Write out the data below exactly as given, without any of its pictures.

Excerpts of pointing data:
_ _ _ _ _ _ _

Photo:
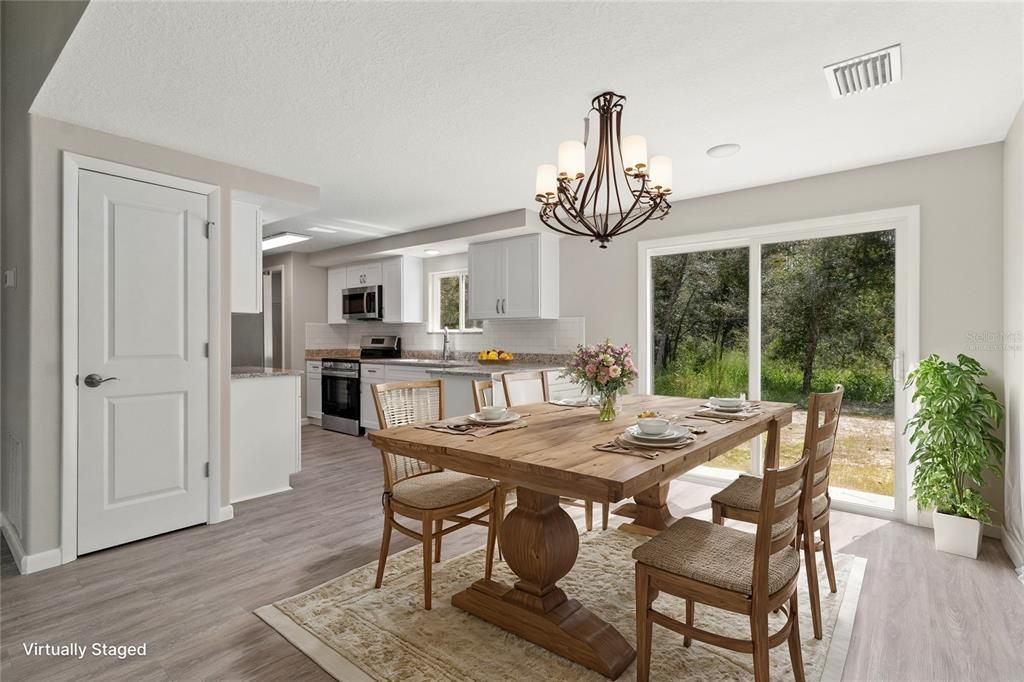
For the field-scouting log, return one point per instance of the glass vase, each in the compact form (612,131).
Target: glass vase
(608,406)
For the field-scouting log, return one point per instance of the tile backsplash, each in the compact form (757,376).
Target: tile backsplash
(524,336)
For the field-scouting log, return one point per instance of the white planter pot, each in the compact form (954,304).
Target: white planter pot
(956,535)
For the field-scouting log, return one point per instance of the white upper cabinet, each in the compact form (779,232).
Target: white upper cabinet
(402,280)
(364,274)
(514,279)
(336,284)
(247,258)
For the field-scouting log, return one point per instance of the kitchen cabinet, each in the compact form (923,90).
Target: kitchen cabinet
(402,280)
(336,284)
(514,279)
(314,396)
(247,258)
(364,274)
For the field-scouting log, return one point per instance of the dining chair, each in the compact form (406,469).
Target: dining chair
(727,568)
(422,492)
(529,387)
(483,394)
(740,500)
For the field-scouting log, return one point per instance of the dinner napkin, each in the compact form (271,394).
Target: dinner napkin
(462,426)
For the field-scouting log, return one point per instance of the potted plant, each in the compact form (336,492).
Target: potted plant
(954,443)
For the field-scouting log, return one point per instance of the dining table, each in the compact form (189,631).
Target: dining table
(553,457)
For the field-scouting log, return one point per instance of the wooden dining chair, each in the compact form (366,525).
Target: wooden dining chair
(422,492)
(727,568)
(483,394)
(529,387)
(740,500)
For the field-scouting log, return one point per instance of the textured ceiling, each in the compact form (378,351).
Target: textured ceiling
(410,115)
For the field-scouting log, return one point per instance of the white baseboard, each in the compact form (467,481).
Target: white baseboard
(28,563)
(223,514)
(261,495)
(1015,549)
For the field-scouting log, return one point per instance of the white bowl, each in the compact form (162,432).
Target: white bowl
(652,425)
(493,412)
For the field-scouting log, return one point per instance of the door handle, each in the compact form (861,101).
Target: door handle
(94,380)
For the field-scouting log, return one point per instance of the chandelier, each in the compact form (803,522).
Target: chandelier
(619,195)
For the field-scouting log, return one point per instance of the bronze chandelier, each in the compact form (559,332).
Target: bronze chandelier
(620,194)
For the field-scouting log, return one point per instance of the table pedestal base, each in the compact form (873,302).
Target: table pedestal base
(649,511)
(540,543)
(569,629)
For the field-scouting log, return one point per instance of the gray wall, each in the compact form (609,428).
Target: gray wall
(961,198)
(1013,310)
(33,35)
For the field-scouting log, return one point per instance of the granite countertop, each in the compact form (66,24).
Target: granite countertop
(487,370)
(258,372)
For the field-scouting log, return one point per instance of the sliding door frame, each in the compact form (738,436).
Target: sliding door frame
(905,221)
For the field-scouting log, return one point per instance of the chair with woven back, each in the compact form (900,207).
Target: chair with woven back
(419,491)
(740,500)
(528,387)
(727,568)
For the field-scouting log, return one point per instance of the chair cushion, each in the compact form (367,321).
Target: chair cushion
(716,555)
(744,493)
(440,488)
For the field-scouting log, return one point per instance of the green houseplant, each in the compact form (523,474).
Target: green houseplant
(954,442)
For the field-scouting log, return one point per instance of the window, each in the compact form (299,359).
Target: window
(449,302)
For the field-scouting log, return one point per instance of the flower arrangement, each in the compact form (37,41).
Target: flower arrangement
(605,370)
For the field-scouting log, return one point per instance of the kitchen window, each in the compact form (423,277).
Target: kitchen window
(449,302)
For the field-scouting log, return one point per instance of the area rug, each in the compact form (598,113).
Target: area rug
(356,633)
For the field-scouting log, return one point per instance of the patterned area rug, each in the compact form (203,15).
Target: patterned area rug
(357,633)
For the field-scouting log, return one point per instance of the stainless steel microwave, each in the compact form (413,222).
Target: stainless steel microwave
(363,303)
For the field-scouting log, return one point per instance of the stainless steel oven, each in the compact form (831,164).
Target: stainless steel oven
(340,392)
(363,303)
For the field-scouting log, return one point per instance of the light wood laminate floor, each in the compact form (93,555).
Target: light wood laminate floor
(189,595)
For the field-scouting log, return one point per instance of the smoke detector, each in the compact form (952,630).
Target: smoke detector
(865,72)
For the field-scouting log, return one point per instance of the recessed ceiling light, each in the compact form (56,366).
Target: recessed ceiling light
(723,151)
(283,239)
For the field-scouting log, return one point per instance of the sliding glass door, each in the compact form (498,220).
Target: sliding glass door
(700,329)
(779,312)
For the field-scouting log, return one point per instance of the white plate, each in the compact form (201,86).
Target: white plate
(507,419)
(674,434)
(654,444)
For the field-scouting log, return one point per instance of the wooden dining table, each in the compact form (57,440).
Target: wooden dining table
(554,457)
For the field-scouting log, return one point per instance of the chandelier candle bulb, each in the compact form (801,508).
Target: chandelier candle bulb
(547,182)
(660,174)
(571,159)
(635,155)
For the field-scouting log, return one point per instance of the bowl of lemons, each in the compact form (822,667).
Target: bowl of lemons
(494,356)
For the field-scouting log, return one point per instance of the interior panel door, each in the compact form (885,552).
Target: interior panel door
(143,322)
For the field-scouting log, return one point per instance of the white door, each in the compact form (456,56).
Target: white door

_ _ _ _ _ _ _

▶ _REPLY TO THE TASK_:
Photo:
For the field-scouting log, return one point per instance of the glass vase, each in the compact form (612,131).
Target: glass vase
(608,406)
For the field-scouting log, return one point per instance of the tile backsplash, each in the compact form (757,376).
Target: tile backsplash
(524,336)
For the field-scouting log, return one point per instance of the white planter pot, each in the compact form (954,304).
Target: white planter pot
(956,535)
For the field-scouting log, return one point per instance of the white upper cabinet, each in the compact form (779,232).
Target: white upper cabinet
(402,280)
(364,274)
(514,279)
(336,284)
(247,258)
For the field-scouting log, return one point per instance of the kitchen cabinet, each in the compact form (923,90).
Target: kitchen cabinet
(402,280)
(336,284)
(514,279)
(314,396)
(247,258)
(364,274)
For the field-scouting log, return one point per instance of the dining chair, each in the compact form (406,469).
Target: dining chair
(727,568)
(422,492)
(529,387)
(483,394)
(740,500)
For the field-scouting log, return one point per instance of the dinner napkin, each in the compact form (271,394).
Target: dinner napkin
(462,426)
For the field-scouting log, return one point per instance of the potted plant, each in the compact form (336,492).
Target: potted plant
(954,443)
For the field-scouting log, return one point per instance of the dining table, each in the compact form (189,631).
Target: dining table
(553,457)
For the field-scouting log, return one point per instance of the wooden dining chair, each in the compact form (366,525).
Target: wooden dining chair
(422,492)
(727,568)
(483,394)
(529,387)
(740,500)
For the field-scouting log, return one point per instance of the textured ceiling, each in the compact form (378,351).
Target: textured ceiling
(410,115)
For the field-scouting log, return one point per instance of the white baseboard, each in the compact form (467,481).
Target: white baseboard
(28,563)
(223,514)
(261,495)
(1015,549)
For the field-scouting log, return one point per instance of the white bowl, each in the compact form (162,432).
Target: white bowl
(652,425)
(493,412)
For the field-scouting log, return one point per instance of the door handle, each in the compact form (861,101).
Target: door handle
(94,380)
For the field-scouting log, return one point per instance of the chandelier, each in the compact form (803,522).
Target: chandelier
(619,195)
For the field-scouting log, return one point per instance of the bronze chandelier, each in the compact form (559,332).
Target: bronze chandelier
(620,194)
For the field-scouting log, return one point per instance of the table pedestal base, each in the compact form (873,302).
Target: table pedestal base
(649,511)
(540,543)
(569,629)
For the field-scouting log, return one point per instance of the gray wall, each in the compact form (609,428).
Target: gray wall
(961,198)
(1013,310)
(33,35)
For the field-scouting log, return one point per instance of the granite countertop, each in the compact form (66,24).
Target: granite countertop
(487,370)
(258,372)
For the field-scouting log, return one point per instance of the sliding door frame, each in the compact form (738,436).
Target: sliding door frame
(905,221)
For the field-scouting log, return one point per instance of the chair with woven back, each in the compact form (900,207).
Target: chair with woven back
(419,491)
(740,500)
(528,387)
(727,568)
For the field-scouting log, return one point per instance of the chair cushion, each in the compact form (367,321).
Target: chair cushion
(716,555)
(744,493)
(440,488)
For the field-scouting log, return one point per instance of the green houseplant, each in the compact form (523,474).
Target: green houseplant
(954,442)
For the field-scouting log, return one point per instance of the window, each in the compact form (299,359).
Target: window
(449,302)
For the field-scouting log, return one point per instance of the flower arrangement, each in the compact form (37,41).
Target: flower arrangement
(605,370)
For the field-scouting log, return one point per instance of the kitchen window, each in the compact form (423,277).
Target: kitchen window
(449,302)
For the field-scouting log, return one point per instance of the area rug, each in the compact form (598,113).
Target: area rug
(356,633)
For the field-scouting log, return one point per instance of the patterned area rug, each in the compact form (203,15).
Target: patterned area rug
(357,633)
For the field-scouting log, return one point per instance of the stainless steel microwave, each in the compact form (413,222).
Target: stainless steel microwave
(363,303)
For the field-scouting log, return one point per instance of the stainless steel oven, each in the compact form (831,164).
Target: stainless steel oven
(340,392)
(363,303)
For the field-scouting log, return one point per instance of the light wood laminate floor, each in the compact form (93,555).
Target: light wood laminate floor
(189,595)
For the field-scouting log, return one point per instance of the smoke detector, each in the compact form (952,630).
Target: smoke detector
(865,72)
For the field-scouting log, return one point per instance of the recessed ceiling light, each in the compact form (56,366).
Target: recessed ceiling light
(723,151)
(283,239)
For the field-scouting log, return one point per instance of the sliding glass door, each in the compact form (498,220).
Target: sliding glass door
(700,329)
(779,312)
For the field-scouting log, return one point per instance of the white plate, each in the compact form (201,86).
Target: white plate
(507,419)
(674,434)
(654,444)
For the field-scouting log, return one point per instance of the wooden dining table, each in the compact form (57,440).
Target: wooden dining table
(554,457)
For the field-scouting log, return one point per instance of the chandelier candle bulb, each in the compact form (801,508).
Target: chandelier candle bulb
(547,182)
(660,174)
(571,159)
(635,155)
For the field-scouting log, return one point per instance of the bowl of lemons, each in the compact form (822,667).
Target: bowl of lemons
(494,356)
For the field-scouting log, return one point per instance of the interior panel door, each in the compact form (885,552).
Target: interior panel door
(143,322)
For the field-scouting log, return one point per instance of the white door, each in the compact form (456,56).
Target: white door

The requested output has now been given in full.